Übertrage aus dem Text zur Dresdner Klimaumfrage den Satz „Erstmalig befragt die Landeshauptstadt Dresden ihre Bürgerinnen und Bürger zum Klimawandel.“ ins Englische.

■ VORLIEGENDER TEXT
▽

Meinungsumfrage zum „Klimawandel in Dresden“: Fakten – nein danke!

Der Ausschuss für Umwelt und Kommunalwirtschaft (Eigenbetrieb Friedhofs- und Bestattungswesen sowie Eigenbetrieb Stadtentwässerung) der Landeshauptstadt Dresden beschloss im März 2017, eine Meinungsumfrage zum „Klimawandel in Dresden“ durchzuführen. Die Umfrage startete jetzt am 5. August 2017. Anbei die Pressemitteilung der Stadt Dresden:

Bürgerumfrage zum Klimawandel startet am 5. August – Oberbürgermeister Hilbert ruft zur Teilnahme auf

Erstmalig befragt die Landeshauptstadt Dresden ihre Bürgerinnen und Bürger zum Klimawandel. Etwa 12 500 per Zufall ausgewählte Personen erhalten ab Sonnabend, 5. August 2017, den Fragebogen per Post. Ziel der Befragung ist es, die persönliche Belastung durch Hitze und andere Wetterextreme, die Vorstellungen über Grünflächen in der Stadt sowie den Wunsch nach möglichen Anpassungsmaßnahmen im eigenen Wohnumfeld zu erfassen und anschließend entsprechende Handlungsbedarfe zu ermitteln. Die Bürgerinnen und Bürger können den ausgefüllten Fragebogen im beigefügten Freiumschlag zurücksenden oder mit dem Zugangscode online teilnehmen unter www.dresden.de/klimaumfrage. Die Bürgerumfrage hatte der Stadtrat am 6. März 2017 per Beschluss beauftragt.

△

■ GESPEICHERTE ZEILEN
▽

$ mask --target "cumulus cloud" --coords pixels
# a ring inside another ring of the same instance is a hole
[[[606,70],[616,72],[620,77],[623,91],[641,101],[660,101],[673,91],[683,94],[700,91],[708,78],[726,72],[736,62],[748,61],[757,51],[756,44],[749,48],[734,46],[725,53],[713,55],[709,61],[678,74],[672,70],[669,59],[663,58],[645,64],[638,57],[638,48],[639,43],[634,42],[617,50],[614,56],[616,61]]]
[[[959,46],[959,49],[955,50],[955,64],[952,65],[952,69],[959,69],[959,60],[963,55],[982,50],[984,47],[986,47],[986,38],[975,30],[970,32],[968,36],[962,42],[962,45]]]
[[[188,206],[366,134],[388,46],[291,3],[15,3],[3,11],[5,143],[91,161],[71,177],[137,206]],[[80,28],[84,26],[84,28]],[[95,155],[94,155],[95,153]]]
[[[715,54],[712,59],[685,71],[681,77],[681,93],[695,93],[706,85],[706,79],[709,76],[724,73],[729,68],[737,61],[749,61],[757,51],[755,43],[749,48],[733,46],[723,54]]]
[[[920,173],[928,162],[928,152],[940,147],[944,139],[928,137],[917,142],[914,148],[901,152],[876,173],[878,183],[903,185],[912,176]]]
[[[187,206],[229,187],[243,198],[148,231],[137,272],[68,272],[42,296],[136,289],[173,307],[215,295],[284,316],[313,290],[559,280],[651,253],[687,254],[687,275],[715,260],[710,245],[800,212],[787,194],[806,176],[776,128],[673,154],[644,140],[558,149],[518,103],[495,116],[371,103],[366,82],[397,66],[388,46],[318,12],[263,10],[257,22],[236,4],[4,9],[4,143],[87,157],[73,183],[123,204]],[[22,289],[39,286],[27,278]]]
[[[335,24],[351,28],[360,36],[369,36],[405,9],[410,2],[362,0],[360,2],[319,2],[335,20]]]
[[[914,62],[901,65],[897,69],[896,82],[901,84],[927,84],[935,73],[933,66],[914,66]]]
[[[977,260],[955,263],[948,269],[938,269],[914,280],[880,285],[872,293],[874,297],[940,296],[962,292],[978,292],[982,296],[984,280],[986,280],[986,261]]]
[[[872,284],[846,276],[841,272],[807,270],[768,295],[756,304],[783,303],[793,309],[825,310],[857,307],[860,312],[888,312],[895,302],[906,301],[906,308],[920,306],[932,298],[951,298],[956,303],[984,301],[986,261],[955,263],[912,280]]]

△

■ ANTWORT
For the first time, the state capital Dresden is surveying its citizens about climate change.